→ **Page extract**:

If you spend time scrolling through social media, one positive message you may have seen in your newsfeed is that “the outdoors have not been canceled.”  One thing we can do right now is observe the arrival of spring. From outside of our homes in Utah, we can see forsythia, daffodils, and willows emerge as late-arriving turkey vultures soar above.

Stay home for now. The wilderness isn’t going anywhere. Copyright Ray Bloxham/SUWA

Right now might seem like a good time to pack your car and head into our wild public lands to take refuge in nature while maintaining safe physical distance from other people; this is not a good idea. We’d like to advise our members, supporters, and all public land lovers to stay at home and find solace in your own backyard or neighborhood park, or on local city sidewalks.

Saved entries
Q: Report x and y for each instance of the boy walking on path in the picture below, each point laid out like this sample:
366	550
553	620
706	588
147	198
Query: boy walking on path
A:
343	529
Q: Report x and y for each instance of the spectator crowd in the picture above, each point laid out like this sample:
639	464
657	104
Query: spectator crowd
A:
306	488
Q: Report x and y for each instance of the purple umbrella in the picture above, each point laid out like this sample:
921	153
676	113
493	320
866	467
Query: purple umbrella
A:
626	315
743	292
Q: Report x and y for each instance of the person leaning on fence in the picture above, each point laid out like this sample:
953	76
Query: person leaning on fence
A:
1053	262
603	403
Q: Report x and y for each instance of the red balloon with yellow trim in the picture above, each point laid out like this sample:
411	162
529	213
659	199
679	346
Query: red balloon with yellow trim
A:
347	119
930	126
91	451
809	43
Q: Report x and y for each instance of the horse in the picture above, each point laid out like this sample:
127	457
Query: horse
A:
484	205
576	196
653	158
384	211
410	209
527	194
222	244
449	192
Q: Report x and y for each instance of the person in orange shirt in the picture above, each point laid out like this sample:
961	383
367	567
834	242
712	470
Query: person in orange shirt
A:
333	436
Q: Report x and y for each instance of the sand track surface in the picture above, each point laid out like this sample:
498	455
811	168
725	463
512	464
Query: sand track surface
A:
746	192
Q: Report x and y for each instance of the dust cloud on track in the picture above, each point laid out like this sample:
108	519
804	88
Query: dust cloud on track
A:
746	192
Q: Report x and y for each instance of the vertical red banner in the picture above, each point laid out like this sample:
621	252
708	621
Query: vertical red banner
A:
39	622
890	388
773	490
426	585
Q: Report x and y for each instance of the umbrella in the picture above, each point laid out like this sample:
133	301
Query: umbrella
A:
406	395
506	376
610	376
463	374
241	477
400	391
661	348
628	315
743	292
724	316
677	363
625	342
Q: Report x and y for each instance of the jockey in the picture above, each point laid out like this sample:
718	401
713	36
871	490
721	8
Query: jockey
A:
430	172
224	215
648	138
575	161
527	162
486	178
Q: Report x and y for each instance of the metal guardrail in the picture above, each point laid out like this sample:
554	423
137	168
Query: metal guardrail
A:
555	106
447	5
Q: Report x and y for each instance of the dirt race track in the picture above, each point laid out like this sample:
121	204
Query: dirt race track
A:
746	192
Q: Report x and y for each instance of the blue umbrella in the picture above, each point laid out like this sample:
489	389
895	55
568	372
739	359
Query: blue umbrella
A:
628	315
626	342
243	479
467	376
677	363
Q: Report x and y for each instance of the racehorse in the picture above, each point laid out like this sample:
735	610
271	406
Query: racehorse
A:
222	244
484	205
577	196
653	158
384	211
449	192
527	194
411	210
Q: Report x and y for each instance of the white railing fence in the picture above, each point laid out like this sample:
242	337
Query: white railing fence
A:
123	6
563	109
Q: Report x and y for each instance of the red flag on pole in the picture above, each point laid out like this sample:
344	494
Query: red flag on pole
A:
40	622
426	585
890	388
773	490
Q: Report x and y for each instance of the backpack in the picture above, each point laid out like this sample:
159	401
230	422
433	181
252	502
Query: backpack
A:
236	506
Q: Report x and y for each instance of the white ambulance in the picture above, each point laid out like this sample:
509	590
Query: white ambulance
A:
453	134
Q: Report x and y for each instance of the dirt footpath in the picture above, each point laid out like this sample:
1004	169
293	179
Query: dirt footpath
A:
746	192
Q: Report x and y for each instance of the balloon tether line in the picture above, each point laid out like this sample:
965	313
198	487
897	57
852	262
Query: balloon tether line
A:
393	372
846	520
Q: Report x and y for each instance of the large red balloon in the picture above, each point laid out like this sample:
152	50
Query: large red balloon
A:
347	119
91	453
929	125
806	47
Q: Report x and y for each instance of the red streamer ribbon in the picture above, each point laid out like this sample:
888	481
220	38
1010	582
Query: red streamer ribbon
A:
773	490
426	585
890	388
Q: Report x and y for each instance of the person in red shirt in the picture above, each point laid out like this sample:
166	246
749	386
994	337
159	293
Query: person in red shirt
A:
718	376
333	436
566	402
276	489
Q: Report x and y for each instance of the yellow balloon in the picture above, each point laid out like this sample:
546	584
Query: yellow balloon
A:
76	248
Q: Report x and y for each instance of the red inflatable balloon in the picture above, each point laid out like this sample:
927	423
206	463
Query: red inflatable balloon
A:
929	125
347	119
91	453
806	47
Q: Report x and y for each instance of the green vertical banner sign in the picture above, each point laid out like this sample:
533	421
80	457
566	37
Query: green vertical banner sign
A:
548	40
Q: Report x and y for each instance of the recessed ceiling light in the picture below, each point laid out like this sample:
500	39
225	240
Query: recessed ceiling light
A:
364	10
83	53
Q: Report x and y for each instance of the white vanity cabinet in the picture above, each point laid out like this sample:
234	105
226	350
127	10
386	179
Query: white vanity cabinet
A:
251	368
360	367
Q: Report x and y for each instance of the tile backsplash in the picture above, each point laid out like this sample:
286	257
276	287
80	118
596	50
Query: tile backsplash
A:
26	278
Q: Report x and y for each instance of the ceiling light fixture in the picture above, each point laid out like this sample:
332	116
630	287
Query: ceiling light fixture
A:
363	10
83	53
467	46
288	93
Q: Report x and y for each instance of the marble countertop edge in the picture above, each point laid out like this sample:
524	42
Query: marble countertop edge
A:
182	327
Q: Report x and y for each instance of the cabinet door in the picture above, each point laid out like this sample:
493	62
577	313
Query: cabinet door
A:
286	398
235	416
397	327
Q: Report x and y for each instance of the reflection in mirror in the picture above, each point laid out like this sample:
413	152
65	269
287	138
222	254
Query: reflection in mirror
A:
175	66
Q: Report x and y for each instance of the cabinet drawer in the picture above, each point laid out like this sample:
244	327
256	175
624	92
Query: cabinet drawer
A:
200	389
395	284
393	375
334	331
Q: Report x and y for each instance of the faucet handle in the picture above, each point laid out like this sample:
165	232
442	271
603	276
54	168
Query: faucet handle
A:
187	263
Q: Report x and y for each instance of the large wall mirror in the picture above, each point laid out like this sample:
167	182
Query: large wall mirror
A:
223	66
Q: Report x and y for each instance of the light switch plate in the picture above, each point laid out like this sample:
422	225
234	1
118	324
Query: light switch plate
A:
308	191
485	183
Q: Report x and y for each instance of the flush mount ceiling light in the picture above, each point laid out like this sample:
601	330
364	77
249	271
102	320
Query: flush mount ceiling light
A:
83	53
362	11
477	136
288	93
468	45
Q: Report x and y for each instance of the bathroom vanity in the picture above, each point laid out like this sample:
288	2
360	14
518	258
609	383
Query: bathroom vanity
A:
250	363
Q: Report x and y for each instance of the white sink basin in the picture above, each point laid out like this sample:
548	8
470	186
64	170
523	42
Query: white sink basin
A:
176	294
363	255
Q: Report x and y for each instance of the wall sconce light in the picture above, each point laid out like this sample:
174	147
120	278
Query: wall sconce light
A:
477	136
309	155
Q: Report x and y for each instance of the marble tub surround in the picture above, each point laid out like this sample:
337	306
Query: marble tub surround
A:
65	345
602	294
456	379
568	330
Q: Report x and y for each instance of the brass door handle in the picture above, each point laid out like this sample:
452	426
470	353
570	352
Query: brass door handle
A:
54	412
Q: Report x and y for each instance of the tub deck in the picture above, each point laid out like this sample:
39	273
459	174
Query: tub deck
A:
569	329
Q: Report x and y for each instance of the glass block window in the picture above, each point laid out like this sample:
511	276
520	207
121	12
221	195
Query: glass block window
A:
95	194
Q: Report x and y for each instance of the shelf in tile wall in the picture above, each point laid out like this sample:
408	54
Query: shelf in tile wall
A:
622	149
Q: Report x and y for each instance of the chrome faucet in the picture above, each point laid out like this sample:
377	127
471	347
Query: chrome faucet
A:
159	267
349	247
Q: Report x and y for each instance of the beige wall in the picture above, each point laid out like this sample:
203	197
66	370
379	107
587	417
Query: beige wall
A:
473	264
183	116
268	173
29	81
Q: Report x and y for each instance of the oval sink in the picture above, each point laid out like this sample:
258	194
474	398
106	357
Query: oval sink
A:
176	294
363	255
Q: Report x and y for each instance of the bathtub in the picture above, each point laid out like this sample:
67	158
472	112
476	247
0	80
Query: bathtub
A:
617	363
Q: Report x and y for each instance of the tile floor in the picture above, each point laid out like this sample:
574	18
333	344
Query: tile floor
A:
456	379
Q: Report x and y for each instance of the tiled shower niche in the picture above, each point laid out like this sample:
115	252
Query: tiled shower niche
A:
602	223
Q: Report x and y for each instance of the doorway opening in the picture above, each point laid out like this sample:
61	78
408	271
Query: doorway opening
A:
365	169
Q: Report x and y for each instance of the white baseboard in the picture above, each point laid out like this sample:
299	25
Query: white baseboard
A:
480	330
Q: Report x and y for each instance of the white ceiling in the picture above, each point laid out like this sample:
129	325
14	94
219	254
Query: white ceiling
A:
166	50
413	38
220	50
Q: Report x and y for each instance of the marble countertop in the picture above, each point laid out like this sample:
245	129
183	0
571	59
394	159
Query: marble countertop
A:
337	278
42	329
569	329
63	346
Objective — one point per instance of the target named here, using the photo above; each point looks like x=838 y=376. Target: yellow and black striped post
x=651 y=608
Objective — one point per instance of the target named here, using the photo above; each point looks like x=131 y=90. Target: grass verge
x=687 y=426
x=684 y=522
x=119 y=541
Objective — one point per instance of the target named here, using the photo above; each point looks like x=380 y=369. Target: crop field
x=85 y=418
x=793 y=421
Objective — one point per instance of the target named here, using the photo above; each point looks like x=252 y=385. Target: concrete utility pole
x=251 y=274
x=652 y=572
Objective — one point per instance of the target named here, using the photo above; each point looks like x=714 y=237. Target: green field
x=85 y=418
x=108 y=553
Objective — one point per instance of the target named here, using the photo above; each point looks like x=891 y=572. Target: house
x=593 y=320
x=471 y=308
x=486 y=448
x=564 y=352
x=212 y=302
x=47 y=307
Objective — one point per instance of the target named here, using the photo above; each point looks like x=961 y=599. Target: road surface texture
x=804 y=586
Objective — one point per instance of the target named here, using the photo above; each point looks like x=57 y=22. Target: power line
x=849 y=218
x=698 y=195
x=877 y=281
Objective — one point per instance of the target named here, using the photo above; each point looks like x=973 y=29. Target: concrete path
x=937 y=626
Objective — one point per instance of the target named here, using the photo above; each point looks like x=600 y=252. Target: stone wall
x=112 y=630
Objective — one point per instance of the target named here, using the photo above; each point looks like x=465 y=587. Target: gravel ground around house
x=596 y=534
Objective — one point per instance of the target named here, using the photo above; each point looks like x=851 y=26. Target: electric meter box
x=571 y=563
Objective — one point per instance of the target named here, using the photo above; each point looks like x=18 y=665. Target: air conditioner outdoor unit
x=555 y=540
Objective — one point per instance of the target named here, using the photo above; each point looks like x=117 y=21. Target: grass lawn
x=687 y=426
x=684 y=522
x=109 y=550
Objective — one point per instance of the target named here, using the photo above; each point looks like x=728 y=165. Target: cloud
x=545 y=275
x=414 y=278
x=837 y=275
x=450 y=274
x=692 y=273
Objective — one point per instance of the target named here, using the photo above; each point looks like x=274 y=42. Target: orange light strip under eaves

→ **Exercise directions**:
Write the next few sentences of the piece urging people to stay home rather than visit Utah's wild public lands, picking up after its last sentence. The listing is unrelated to the text about staying home from wild public lands.

→ **Answer area**:
Already, the Southeast Utah Health Department has closed hotels and camping in Grand, Emery, and Carbon Counties, and all restaurants are limited to takeout. Rural communities at the doorsteps of America’s redrock wilderness face serious challenges to providing healthcare services to rural residents when pandemics or other community health emergencies arise. Injuries sustained by visitors on nearby public lands add stress to local emergency services and medical facilities, and visitation may also promote the spread of coronavirus to local residents. The fact is, there are few resources to care for sick people in rural hospitals—including in Moab (in Grand County), which has only two ventilators and 17 hospital beds. Please, stay home.

Wilderness is a treasure we work to save in part so that we may take refuge and recharge in it. But now is a time when we should prioritize protecting each other. By actively choosing to stay home and find peace in the springing life of our own locales, we can help ensure that the residents in rural gateway communities are safe through the duration of this pandemic.

The more we can do as a community to follow CDC guidelines and avoid physical contact or proximity with others now, the sooner we can get past this pandemic and get out on our public lands again. Until we reach that point, please notice what nature is blessing you with right outside of where you live. If you feel nostalgia for the redrock, share photos and videos of your adventures on public lands, tag us @ProtectWildUtah on Instagram, and hold onto those travel plans for the future.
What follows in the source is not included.